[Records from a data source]
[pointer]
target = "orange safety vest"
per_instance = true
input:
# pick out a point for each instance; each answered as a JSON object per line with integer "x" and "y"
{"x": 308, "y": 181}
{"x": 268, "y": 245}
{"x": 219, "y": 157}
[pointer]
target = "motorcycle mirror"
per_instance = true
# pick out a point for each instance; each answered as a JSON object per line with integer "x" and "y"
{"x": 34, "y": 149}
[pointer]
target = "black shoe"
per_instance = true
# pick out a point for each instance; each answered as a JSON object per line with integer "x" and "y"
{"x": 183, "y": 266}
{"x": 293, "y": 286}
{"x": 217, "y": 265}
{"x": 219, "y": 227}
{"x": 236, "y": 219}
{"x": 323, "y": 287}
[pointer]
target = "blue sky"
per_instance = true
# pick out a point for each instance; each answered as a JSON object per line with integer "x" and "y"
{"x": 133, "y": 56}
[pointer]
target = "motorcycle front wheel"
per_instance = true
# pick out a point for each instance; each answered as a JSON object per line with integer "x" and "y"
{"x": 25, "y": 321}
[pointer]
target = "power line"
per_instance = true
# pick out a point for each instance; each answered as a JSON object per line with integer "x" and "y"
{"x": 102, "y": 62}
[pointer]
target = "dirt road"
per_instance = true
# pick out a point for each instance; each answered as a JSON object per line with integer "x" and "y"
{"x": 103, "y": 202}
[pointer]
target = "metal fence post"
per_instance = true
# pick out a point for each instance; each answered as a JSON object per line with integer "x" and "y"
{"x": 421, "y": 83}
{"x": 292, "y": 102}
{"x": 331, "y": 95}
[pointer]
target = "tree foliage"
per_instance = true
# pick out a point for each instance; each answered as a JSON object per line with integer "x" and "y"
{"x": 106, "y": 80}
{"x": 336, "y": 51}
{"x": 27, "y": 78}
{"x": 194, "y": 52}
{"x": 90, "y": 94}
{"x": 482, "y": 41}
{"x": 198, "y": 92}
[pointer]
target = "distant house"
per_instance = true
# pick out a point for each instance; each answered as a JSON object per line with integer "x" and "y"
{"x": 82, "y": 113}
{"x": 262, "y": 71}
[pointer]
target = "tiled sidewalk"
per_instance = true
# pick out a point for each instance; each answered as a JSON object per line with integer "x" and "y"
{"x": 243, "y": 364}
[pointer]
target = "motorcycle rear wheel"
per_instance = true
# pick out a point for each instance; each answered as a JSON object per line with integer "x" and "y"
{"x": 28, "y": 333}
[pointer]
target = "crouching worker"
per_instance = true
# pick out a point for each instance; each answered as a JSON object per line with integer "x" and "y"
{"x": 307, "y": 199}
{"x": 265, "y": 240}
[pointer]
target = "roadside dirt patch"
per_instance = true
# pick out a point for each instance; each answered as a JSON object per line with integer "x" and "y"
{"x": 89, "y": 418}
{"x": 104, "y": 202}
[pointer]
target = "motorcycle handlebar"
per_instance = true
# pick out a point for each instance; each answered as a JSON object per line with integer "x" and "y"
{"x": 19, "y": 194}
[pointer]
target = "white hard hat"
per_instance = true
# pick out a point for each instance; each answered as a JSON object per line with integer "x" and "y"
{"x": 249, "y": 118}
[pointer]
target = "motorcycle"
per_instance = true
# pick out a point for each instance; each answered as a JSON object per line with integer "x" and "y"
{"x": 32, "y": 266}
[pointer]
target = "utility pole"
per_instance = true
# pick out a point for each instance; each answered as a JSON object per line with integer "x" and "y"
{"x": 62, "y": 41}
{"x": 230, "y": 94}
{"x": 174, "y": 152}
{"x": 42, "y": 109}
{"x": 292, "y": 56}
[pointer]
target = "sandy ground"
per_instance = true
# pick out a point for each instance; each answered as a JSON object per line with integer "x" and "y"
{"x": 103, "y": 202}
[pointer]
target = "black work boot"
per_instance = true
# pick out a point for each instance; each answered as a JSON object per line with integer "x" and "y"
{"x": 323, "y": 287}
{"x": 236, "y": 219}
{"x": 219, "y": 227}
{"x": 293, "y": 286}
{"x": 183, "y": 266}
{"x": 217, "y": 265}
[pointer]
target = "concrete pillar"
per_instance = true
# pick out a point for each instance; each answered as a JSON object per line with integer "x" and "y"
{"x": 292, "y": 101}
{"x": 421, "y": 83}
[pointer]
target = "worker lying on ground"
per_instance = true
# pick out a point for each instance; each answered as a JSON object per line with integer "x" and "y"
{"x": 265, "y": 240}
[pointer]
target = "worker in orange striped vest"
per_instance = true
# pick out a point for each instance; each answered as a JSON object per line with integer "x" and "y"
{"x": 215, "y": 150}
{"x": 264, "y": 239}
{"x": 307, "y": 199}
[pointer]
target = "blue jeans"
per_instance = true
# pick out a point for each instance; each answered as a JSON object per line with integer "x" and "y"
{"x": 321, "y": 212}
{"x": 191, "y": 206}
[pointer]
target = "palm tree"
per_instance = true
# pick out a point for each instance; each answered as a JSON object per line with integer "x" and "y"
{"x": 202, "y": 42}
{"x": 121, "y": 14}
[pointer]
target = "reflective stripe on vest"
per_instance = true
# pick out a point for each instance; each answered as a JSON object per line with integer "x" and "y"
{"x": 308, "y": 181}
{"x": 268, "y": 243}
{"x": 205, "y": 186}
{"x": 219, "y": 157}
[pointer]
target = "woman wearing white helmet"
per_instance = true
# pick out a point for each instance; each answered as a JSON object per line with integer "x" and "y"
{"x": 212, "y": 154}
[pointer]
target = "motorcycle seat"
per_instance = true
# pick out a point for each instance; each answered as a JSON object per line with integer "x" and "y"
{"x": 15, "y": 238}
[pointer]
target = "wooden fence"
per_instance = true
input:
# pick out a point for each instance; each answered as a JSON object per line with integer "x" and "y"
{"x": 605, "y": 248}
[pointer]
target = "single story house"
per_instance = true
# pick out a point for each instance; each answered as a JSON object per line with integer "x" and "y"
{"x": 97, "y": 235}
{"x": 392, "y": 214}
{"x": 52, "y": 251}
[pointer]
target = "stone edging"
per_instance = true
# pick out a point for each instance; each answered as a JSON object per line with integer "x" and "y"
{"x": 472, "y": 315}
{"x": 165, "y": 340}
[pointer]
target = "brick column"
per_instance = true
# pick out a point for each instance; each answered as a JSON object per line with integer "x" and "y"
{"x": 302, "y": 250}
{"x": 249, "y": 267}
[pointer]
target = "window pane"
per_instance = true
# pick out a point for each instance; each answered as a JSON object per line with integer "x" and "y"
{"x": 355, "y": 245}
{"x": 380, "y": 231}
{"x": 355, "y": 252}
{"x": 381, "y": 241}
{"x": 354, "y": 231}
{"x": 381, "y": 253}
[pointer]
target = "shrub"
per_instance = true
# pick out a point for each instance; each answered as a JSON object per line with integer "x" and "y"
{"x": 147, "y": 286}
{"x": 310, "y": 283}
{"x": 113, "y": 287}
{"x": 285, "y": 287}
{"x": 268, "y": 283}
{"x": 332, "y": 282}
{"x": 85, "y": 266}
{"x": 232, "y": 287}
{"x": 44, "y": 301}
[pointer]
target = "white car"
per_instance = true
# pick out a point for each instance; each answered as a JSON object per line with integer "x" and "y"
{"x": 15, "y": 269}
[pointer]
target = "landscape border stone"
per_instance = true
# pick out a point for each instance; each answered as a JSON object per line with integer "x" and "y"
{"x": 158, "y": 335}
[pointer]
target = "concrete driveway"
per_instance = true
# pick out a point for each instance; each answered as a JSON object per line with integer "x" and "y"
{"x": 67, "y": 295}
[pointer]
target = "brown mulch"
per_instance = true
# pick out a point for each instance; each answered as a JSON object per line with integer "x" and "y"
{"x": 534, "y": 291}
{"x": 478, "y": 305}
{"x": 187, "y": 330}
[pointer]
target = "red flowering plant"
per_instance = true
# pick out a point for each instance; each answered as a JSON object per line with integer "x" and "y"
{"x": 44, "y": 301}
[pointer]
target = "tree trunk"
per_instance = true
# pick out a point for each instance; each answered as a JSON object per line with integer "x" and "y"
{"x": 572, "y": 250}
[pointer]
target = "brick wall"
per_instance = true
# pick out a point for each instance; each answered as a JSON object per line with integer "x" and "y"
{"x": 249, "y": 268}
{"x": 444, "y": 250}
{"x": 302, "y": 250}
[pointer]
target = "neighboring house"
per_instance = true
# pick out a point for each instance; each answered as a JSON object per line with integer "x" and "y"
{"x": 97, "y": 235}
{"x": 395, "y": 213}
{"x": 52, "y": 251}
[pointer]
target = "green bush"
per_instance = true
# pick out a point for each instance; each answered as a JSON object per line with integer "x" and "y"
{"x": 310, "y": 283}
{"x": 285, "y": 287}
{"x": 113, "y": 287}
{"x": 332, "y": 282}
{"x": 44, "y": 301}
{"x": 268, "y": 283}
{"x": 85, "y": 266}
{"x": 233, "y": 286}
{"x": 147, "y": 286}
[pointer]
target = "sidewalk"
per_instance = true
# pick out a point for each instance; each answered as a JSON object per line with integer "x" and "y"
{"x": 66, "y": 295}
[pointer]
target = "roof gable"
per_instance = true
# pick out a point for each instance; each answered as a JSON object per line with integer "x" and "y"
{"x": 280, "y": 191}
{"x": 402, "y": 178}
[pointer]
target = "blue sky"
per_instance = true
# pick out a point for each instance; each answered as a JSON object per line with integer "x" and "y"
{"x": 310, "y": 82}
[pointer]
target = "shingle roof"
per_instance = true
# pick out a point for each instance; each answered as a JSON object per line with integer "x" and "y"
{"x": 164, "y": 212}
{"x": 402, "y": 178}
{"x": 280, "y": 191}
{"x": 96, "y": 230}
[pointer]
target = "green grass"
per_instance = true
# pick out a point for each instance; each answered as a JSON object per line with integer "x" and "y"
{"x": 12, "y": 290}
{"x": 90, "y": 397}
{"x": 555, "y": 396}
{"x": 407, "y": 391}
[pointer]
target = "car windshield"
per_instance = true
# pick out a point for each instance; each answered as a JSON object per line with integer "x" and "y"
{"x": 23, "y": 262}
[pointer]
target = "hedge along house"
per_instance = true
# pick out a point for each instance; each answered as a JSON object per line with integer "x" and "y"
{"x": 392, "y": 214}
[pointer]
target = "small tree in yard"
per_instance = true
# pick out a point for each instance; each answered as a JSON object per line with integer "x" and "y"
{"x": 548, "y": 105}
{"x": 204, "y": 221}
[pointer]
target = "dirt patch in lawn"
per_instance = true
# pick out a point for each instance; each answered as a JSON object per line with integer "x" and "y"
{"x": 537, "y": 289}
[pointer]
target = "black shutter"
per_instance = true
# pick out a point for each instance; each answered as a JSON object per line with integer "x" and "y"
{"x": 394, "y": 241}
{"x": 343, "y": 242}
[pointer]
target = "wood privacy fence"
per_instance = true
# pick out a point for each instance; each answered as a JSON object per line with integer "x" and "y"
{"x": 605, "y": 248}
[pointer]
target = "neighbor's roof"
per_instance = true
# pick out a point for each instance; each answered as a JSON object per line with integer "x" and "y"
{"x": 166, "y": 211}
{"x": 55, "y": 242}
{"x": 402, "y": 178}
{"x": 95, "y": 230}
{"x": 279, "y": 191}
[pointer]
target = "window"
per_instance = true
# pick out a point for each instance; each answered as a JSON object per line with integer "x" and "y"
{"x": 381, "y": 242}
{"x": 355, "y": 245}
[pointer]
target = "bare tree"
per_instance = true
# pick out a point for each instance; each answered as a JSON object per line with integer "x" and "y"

* WORK REQUEST
Copy out each line of the data in which the word "fence" appears.

* TASK ANSWER
target = "metal fence post"
target = "wooden fence"
target = "wood privacy fence"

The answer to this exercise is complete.